DATA ENTRIES ::
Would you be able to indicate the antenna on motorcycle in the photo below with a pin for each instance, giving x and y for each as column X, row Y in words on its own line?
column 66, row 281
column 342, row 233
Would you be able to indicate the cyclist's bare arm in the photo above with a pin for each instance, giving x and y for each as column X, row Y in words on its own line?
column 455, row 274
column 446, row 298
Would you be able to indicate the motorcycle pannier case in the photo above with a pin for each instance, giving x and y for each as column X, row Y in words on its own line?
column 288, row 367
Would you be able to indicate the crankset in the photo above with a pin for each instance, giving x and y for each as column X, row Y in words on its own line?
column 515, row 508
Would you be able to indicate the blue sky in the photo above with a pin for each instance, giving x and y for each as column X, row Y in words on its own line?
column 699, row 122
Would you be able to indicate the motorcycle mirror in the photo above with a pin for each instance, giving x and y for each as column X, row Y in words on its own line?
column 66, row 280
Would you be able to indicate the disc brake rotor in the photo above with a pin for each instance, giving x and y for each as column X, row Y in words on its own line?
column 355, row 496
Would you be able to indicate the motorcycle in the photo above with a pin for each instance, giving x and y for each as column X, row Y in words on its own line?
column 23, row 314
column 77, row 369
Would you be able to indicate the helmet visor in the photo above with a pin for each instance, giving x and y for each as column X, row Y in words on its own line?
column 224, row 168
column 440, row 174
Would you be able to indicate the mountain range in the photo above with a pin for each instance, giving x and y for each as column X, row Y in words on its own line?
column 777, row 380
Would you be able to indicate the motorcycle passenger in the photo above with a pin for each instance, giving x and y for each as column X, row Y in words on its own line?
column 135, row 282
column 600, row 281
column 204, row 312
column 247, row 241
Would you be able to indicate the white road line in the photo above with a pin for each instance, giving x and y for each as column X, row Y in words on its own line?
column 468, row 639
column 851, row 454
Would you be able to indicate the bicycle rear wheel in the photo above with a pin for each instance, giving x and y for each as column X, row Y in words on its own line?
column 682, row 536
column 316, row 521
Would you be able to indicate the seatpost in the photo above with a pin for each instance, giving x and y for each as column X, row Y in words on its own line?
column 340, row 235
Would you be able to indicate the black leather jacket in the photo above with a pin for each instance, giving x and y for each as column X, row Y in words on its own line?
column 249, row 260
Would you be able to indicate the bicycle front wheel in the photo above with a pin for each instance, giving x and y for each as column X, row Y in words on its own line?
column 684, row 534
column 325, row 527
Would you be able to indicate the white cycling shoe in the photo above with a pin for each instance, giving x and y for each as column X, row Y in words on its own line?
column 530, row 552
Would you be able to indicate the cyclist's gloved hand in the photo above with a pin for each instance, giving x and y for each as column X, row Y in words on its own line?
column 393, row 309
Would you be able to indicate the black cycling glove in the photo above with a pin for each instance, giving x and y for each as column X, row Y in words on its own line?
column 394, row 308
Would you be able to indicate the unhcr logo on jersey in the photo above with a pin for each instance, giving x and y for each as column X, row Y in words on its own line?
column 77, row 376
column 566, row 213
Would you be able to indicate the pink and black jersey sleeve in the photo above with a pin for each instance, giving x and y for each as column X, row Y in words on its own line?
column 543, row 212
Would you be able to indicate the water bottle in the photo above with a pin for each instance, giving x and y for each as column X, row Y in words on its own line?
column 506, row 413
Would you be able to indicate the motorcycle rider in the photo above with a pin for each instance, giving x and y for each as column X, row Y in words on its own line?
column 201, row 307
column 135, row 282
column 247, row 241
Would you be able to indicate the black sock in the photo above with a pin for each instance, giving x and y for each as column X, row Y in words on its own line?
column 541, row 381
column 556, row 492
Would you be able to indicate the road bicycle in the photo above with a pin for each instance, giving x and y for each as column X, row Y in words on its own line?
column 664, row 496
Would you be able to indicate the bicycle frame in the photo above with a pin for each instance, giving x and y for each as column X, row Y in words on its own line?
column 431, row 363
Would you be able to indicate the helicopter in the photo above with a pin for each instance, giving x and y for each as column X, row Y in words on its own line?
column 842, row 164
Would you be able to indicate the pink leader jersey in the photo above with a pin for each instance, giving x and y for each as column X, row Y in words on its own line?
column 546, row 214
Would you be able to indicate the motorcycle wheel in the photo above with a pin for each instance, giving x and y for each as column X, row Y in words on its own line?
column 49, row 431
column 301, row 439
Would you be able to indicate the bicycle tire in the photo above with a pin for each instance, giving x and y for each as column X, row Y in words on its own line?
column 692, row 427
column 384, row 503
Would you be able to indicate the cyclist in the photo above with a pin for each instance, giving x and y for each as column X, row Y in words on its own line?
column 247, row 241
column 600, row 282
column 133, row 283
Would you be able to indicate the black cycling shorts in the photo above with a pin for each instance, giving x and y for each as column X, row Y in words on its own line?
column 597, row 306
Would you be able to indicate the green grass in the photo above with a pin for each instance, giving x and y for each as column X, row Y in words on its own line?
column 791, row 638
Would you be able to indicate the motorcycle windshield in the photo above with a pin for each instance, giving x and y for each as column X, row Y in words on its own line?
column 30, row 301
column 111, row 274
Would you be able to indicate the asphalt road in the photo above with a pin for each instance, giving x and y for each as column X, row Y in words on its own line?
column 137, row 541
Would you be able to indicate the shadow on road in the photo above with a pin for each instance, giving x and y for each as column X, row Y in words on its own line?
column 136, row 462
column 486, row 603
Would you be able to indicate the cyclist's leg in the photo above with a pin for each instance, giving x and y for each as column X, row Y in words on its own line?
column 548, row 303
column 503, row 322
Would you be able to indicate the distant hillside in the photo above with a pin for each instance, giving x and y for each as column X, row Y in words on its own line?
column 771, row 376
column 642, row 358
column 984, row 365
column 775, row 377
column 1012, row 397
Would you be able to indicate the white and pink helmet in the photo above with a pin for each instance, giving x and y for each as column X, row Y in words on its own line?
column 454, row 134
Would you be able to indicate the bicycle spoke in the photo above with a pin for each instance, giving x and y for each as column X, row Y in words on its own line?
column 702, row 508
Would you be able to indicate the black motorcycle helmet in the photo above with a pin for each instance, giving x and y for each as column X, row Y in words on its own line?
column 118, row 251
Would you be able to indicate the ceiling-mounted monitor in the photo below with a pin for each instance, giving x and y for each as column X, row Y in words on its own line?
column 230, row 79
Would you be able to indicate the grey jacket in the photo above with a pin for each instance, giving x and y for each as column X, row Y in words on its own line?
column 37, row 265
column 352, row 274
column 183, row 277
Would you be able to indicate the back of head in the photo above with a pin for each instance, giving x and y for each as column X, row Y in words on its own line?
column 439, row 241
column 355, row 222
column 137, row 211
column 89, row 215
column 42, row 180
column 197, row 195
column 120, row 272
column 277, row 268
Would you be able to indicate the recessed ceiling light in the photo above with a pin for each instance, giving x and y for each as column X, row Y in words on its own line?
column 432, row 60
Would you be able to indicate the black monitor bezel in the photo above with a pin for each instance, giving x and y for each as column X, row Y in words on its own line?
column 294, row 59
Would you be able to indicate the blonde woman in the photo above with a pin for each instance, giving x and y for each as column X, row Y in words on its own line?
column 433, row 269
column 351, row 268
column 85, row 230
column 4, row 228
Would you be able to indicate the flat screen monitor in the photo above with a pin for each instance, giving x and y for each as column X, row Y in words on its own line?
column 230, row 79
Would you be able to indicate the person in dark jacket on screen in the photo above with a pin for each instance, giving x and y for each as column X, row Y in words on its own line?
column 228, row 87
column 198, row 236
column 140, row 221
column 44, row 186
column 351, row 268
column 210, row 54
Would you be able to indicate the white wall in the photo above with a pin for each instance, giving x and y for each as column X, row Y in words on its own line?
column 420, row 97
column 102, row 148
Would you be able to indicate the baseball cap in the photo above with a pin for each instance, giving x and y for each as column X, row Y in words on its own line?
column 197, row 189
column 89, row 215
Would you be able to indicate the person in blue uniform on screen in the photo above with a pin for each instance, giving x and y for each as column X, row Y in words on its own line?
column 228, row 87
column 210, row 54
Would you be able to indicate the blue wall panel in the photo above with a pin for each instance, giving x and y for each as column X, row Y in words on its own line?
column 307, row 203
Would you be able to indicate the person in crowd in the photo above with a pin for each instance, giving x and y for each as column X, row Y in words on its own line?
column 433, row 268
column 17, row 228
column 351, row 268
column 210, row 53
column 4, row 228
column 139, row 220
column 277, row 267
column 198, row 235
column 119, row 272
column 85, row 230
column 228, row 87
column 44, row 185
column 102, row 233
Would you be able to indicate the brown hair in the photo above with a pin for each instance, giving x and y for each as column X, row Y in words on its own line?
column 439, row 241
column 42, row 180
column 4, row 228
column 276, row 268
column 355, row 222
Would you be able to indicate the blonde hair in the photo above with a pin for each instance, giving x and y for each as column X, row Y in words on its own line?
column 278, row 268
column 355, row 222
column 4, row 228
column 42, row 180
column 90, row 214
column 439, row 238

==

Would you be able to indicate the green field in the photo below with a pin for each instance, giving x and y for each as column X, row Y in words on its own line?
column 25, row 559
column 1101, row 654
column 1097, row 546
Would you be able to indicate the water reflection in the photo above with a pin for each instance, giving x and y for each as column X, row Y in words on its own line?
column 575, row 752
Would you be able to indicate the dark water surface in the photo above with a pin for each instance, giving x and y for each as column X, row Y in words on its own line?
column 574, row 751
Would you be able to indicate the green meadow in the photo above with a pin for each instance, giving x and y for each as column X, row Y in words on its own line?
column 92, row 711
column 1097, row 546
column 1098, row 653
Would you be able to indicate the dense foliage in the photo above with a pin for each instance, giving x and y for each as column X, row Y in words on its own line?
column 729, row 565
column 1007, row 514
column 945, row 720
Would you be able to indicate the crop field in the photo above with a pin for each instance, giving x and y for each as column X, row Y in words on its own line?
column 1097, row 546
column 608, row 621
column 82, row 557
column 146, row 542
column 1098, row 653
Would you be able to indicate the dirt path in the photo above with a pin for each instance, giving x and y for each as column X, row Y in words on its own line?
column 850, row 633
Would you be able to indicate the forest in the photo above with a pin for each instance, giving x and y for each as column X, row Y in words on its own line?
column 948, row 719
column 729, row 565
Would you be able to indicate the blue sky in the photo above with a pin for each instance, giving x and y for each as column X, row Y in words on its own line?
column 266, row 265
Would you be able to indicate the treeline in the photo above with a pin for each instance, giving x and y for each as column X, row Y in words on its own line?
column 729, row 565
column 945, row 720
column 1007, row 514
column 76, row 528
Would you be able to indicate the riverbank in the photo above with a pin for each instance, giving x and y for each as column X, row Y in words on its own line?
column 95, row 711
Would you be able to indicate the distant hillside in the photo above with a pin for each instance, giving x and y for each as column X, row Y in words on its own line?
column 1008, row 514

WHAT IS EXPECTED :: Return the data verbatim, starting with the line that contains "Would you be able to indicate the asphalt" and going on through the line that contains "column 137, row 541".

OUTPUT FOR THIS TASK ::
Would you be able to indicate the asphalt road in the photo above with a pin for each instance, giving x and y for each as column X, row Y in words on its own line?
column 137, row 541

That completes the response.